INPUT -
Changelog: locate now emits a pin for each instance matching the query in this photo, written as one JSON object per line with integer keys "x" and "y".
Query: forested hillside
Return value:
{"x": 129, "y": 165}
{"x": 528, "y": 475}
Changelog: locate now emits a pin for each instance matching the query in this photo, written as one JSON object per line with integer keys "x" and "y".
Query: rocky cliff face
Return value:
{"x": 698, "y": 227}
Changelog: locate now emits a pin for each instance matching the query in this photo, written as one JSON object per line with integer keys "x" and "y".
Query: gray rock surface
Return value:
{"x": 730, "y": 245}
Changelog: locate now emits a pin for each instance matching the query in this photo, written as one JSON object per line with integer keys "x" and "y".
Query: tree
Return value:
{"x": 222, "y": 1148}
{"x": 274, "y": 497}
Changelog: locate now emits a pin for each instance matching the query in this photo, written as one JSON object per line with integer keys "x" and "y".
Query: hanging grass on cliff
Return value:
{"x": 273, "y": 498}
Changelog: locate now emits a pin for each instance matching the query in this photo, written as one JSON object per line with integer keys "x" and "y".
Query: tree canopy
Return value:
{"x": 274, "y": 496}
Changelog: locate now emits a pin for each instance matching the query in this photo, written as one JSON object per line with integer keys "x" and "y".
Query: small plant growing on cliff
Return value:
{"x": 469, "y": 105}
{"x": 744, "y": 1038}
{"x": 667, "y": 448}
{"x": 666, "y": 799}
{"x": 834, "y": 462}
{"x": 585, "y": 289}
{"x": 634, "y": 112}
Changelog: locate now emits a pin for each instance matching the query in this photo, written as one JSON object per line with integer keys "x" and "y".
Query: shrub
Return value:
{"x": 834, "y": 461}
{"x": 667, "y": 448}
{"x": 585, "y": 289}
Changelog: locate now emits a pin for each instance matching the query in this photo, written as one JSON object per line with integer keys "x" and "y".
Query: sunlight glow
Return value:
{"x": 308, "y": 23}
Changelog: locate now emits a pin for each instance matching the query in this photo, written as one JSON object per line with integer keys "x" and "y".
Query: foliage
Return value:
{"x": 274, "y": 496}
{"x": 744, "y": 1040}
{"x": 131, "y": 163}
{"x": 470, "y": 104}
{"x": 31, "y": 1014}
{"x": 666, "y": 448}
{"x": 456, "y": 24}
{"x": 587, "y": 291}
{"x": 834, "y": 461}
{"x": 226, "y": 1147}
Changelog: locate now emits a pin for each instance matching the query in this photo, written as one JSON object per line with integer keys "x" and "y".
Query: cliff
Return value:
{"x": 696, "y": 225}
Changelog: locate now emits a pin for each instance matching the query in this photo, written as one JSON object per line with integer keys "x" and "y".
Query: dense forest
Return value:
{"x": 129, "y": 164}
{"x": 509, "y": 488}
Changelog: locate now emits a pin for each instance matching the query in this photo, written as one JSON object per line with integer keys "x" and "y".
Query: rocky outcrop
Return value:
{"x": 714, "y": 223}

WHAT TO PRODUCE - Exactly reproduce all of the entries.

SOLUTION TO THE EXERCISE -
Changelog: locate now emits a pin for each instance matching the query in this photo, written as one JSON object per line with integer keys "x" and "y".
Query: forested hillside
Return value:
{"x": 129, "y": 165}
{"x": 528, "y": 475}
Changelog: locate now emits a pin for each instance matching the query in this photo, written as one JSON object per line with integer keys "x" and "y".
Query: rocky cliff face
Return value:
{"x": 698, "y": 227}
Changelog: locate now emits a pin for each instance matching the query in this photo, written as one JSON object per line with integer keys "x" and "y".
Query: gray rock surface
Return value:
{"x": 730, "y": 245}
Changelog: locate now emits a pin for each instance matching the query in this photo, written as one JSON object per line with integer keys "x" and "y".
Query: tree
Return value:
{"x": 222, "y": 1148}
{"x": 274, "y": 497}
Changelog: locate now emits a pin for each instance matching the query in this photo, written as one JSON object per line with integer keys "x" and "y".
Query: hanging grass on cliff
Return value:
{"x": 273, "y": 498}
Changelog: locate now emits a pin for each instance matching the query in this photo, written as one JSON object per line with integer keys "x" and "y".
Query: tree canopy
Return value:
{"x": 274, "y": 496}
Changelog: locate now emits a pin for each instance matching the query in this photo, written as one JSON object per line with integer keys "x" and "y".
Query: small plant growing on cliff
Return value:
{"x": 469, "y": 105}
{"x": 744, "y": 1038}
{"x": 667, "y": 448}
{"x": 666, "y": 799}
{"x": 834, "y": 462}
{"x": 585, "y": 289}
{"x": 634, "y": 112}
Changelog: locate now emits a pin for each instance matching the query in this photo, written as one JSON object per line with integer keys "x" and "y".
Query: shrub
Return value:
{"x": 834, "y": 461}
{"x": 667, "y": 448}
{"x": 585, "y": 289}
Changelog: locate now emits a pin for each instance matching the query in this photo, written as one JSON object per line with integer keys "x" and "y".
Query: sunlight glow
Return value:
{"x": 308, "y": 23}
Changelog: locate now emits a pin for each instance matching the query in this photo, written as one JSON object per line with integer keys "x" and "y".
Query: foliage
Return value:
{"x": 274, "y": 496}
{"x": 744, "y": 1040}
{"x": 131, "y": 163}
{"x": 470, "y": 104}
{"x": 31, "y": 1014}
{"x": 666, "y": 448}
{"x": 456, "y": 24}
{"x": 587, "y": 291}
{"x": 834, "y": 461}
{"x": 226, "y": 1147}
Changelog: locate now emits a pin for each instance matching the query in this photo, written as one JSON object per line with integer keys "x" and "y".
Query: cliff
Return value:
{"x": 696, "y": 225}
Changelog: locate now emits a pin for each instance matching the query in this photo, written as one JSON object per line with integer keys "x" and "y".
Query: dense forest
Return value:
{"x": 129, "y": 164}
{"x": 509, "y": 488}
Changelog: locate now emits a pin for each instance matching the query in this photo, written as one JSON object per line with integer keys "x" and "y".
Query: rocky outcrop
Return value:
{"x": 714, "y": 223}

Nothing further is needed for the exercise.